#### [Supplied text]
*** Block opens ***
Even though we have been to Botswana five times, we always see new behaviors, do something different, experience firsts and so on. This trip we had a number of firsts.
Normally ones sees a single jackal, or a pair. This time we encountered five jackals together, and we had a great time watching these animals play fighting, pushing and cavorting around.
Night drives – with the tracker shining a spotlight around the 180 degrees in front of the vehicle – can be quite interesting. It is not unusual for an elephant to be right in the vehicle’s path, which results in a huge roar which startles everyone. There are creatures who are usually only seen in the spotlight at night, and we were fortunate to see three for the first time. The African wild cat looked just like your own house cat, with its’ ringed tail. Then the spring hare bouncing along was a treat to watch – Tom called it an African kangaroo! Thirdly we saw a caracal, which resembles a European lynx.
We often see these spurfowls or francolins singly or in pairs. This time we saw mother and dad with two little ones in beautiful morning light.
Driving along Tom and AT spotted a large bush containing dozens of screeching starlings. Tom said it might be a snake. Sure enough we spotted a seldom seen – and highly toxic – black mamba looking for a meal. The snake poked its’ head above the branches – Tom said they can raise up half of their total length! Then it quickly slid its way towards the base of a large tree and disappeared around it. The snake was at least 6″ long and quite big around.
*** Block closes ***
#### [Material shown]
*** Block opens ***
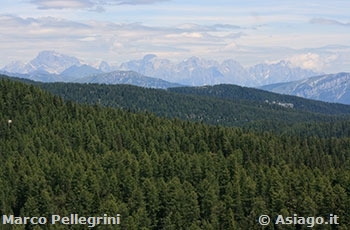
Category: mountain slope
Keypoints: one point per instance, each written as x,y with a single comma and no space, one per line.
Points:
195,71
330,88
127,77
61,158
192,71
*** Block closes ***
#### [Tasks]
A. From the Botswana safari account, write out the passage starting at "Driving along Tom" and ending at "quite big around.".
B. Which creatures does the Botswana safari account say the travelers saw in the spotlight for the first time on a night drive? List all of them.
C. Pick up the Botswana safari account after its final sentence and carry it on.

#### [Answers by item]
A.
Driving along Tom and AT spotted a large bush containing dozens of screeching starlings. Tom said it might be a snake. Sure enough we spotted a seldom seen – and highly toxic – black mamba looking for a meal. The snake poked its’ head above the branches – Tom said they can raise up half of their total length! Then it quickly slid its way towards the base of a large tree and disappeared around it. The snake was at least 6″ long and quite big around.

B.
African wild cat
spring hare
caracal

C.
We spotted a large number of vultures circling around a certain area. So naturally we drove to that area. Sadly the vultures were circling above a female adult elephant who gad just given birth, and the infant was still born. The mother was pushing the little one trying to arouse it – to no avail. A very sad scene indeed.
Tom spotted a hawk-eagle high in a tree. Then we saw a monkey climbing up the tree toward the eagle, which eventually flew away, giving the monkey a long dirty glare. The hawk eagle was a first for us, and certainly the encounter was as well.
We have seen this beautiful bird in the past, usually flying in circles high above, or occasionally in a far away tree. This time was different. Tom spotted this one sitting on a branch on the other side of a smallish pond (pan) of water. It had its’ wings spread, and he guessed that the eagle had bathed and was drying out its’ wings. So we took a few images and waited for it to fly. No such luck. So Tom drove the vehicle across the pan to the other side. Now we had a great view of the eagle – but no flight. Eventually AT got off his seat and started to approach the bird – and it finally flew.
Overall some neat firsts. Each safari is different and always bring new experiences.